Activity = Beginning at the line that includes "of the flag" in the entries below, print each line exactly as it appears, through the last one.
Material to process below:
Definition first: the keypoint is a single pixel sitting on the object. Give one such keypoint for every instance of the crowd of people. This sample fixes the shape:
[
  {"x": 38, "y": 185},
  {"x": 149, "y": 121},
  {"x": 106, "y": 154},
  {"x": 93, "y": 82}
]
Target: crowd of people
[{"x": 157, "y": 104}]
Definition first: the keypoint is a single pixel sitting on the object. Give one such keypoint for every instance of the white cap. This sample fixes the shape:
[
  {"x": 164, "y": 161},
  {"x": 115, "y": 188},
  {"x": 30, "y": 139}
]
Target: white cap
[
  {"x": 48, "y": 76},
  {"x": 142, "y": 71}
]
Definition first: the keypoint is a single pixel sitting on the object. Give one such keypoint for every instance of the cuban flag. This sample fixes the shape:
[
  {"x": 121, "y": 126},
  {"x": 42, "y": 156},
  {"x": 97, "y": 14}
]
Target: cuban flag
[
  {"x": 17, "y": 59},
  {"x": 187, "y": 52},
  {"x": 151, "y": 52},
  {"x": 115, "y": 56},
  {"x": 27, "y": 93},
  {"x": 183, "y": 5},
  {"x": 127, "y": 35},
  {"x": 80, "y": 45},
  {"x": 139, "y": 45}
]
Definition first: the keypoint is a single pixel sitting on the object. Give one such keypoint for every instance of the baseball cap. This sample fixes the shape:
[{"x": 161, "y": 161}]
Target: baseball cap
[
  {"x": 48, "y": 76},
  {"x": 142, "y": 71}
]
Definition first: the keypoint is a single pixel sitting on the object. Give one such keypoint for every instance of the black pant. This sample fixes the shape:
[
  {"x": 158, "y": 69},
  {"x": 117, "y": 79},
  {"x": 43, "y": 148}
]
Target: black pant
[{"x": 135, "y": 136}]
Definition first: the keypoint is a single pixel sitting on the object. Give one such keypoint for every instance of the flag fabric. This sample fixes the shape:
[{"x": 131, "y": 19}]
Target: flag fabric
End of Material to process.
Answer box =
Definition first: the keypoint is a single pixel sitting on the object. Give one such keypoint for every instance of the flag fabric. This sample fixes the shape:
[{"x": 131, "y": 19}]
Target: flag fabric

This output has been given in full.